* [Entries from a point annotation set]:
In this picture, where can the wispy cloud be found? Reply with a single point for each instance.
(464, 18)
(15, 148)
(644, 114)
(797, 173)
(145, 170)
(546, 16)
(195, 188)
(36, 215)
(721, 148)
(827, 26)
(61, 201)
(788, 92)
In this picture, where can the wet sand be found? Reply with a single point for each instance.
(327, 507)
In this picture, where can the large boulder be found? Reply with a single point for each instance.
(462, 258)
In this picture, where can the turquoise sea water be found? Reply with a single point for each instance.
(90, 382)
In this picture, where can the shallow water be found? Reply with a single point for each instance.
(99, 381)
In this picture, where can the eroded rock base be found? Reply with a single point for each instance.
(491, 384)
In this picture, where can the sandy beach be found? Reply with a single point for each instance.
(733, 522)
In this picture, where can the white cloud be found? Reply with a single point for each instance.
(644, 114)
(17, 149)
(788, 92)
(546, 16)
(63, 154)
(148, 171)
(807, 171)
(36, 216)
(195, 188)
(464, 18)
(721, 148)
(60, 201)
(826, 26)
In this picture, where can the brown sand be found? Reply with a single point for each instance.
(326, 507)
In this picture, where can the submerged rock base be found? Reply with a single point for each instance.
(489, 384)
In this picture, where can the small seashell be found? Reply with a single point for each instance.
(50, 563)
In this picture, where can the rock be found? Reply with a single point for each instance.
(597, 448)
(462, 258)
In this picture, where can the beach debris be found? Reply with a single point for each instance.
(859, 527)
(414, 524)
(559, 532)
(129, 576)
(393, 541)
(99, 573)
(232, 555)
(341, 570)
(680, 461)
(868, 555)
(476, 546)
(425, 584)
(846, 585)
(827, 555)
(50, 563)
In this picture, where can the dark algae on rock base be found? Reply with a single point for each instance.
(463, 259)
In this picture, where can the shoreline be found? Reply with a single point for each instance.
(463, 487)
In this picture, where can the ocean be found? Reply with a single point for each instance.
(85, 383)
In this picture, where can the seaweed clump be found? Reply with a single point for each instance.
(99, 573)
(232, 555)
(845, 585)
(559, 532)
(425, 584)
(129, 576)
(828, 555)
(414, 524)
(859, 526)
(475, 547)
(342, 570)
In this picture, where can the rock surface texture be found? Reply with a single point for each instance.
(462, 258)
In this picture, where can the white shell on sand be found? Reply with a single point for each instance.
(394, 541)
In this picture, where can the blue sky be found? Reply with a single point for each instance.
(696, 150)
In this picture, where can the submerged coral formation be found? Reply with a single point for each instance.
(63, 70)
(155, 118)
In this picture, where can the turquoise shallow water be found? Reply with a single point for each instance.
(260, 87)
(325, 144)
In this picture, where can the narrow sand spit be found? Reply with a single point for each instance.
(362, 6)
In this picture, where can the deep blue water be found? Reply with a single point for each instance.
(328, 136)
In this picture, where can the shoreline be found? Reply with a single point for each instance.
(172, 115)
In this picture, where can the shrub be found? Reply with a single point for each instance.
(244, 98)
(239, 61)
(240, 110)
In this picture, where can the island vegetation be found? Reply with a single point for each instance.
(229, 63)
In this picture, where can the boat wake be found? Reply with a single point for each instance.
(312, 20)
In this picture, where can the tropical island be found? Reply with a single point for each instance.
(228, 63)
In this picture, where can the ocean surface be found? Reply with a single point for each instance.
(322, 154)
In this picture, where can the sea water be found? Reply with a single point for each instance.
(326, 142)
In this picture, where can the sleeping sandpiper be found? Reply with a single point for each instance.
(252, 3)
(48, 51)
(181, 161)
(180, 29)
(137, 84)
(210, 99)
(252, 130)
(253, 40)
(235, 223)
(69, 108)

* [What to do]: Please lay out every line of the items above as a JSON list of strings, one string per line, leaving out blank lines.

* [Solved problem]:
[
  "In this picture, where can the wispy cloud be found? Reply with a single point for each instance.",
  "(464, 18)",
  "(15, 148)",
  "(644, 114)",
  "(797, 173)",
  "(145, 170)",
  "(546, 16)",
  "(195, 188)",
  "(36, 215)",
  "(721, 148)",
  "(827, 26)",
  "(61, 201)",
  "(788, 92)",
  "In this picture, where can the wet sand be found? Reply with a single point for each instance.",
  "(327, 507)",
  "In this picture, where can the large boulder be found? Reply with a single point for each instance.",
  "(462, 258)",
  "In this picture, where can the turquoise sea water be found? Reply with a single point for each instance.",
  "(90, 382)",
  "In this picture, where can the shallow water be found? Reply with a single point for each instance.",
  "(99, 381)",
  "In this picture, where can the eroded rock base be found? Reply with a single point for each instance.",
  "(491, 384)",
  "In this picture, where can the sandy beach be found? Reply with a single point for each instance.",
  "(733, 522)",
  "In this picture, where can the white cloud be found? Reply with a single point for each instance.",
  "(644, 114)",
  "(17, 149)",
  "(788, 92)",
  "(546, 16)",
  "(63, 154)",
  "(148, 171)",
  "(807, 171)",
  "(36, 216)",
  "(195, 188)",
  "(464, 18)",
  "(721, 148)",
  "(60, 201)",
  "(826, 26)",
  "In this picture, where can the brown sand be found? Reply with a single point for each instance.",
  "(326, 507)",
  "In this picture, where can the submerged rock base be found? Reply with a single point for each instance.",
  "(489, 384)",
  "In this picture, where can the small seashell be found? Reply with a single point for each instance.",
  "(50, 563)",
  "In this picture, where can the rock be found? Reply with a single point for each instance.",
  "(597, 448)",
  "(462, 258)",
  "In this picture, where can the beach debris be found? Reply with a single point for each instance.",
  "(859, 527)",
  "(414, 524)",
  "(559, 532)",
  "(129, 576)",
  "(393, 541)",
  "(99, 573)",
  "(232, 555)",
  "(341, 570)",
  "(680, 461)",
  "(868, 555)",
  "(476, 546)",
  "(425, 584)",
  "(846, 585)",
  "(827, 555)",
  "(50, 563)",
  "In this picture, where can the dark algae on rock base be found? Reply with a single point for each instance.",
  "(463, 259)",
  "In this picture, where can the shoreline be found? Reply with a single point for each instance.",
  "(463, 487)",
  "In this picture, where can the ocean be found? Reply with a single point for each instance.",
  "(85, 383)",
  "In this picture, where can the seaweed clump be found? Reply with a single point for each instance.",
  "(99, 573)",
  "(232, 555)",
  "(845, 585)",
  "(559, 532)",
  "(425, 584)",
  "(129, 576)",
  "(828, 555)",
  "(414, 524)",
  "(859, 526)",
  "(475, 547)",
  "(342, 570)",
  "In this picture, where can the rock surface texture be found? Reply with a single point for each instance.",
  "(462, 258)",
  "In this picture, where can the white shell on sand be found? Reply with a single point for each instance.",
  "(394, 541)",
  "In this picture, where can the blue sky be found? Reply with a single point for each instance.",
  "(696, 150)",
  "In this picture, where can the submerged coral formation be found? Reply with a single point for each instance.",
  "(63, 70)",
  "(155, 118)",
  "In this picture, where can the turquoise shallow water be found? Reply with a single point for each instance.",
  "(260, 87)",
  "(325, 144)",
  "In this picture, where can the narrow sand spit be found? Reply with a single point for each instance.",
  "(362, 6)",
  "In this picture, where can the deep blue water be found? Reply with a single point for each instance.",
  "(328, 136)",
  "In this picture, where can the shoreline be found? Reply with a single point for each instance.",
  "(172, 115)",
  "In this picture, where can the shrub be found? Reply with a single point for each instance.",
  "(244, 98)",
  "(239, 61)",
  "(240, 110)",
  "In this picture, where can the island vegetation be found? Reply with a single point for each instance.",
  "(229, 63)",
  "In this picture, where can the boat wake be found? Reply with a single point for each instance.",
  "(312, 20)",
  "In this picture, where can the tropical island be found? Reply with a single point for each instance.",
  "(228, 63)",
  "In this picture, where can the ocean surface be found? Reply with a single point for each instance.",
  "(322, 154)",
  "In this picture, where can the sea water be found? Reply with a single point for each instance.",
  "(326, 142)",
  "In this picture, where can the sleeping sandpiper be found? Reply with a single point for each instance.",
  "(252, 3)",
  "(48, 51)",
  "(181, 161)",
  "(180, 29)",
  "(137, 84)",
  "(210, 99)",
  "(252, 130)",
  "(253, 40)",
  "(235, 223)",
  "(69, 108)"
]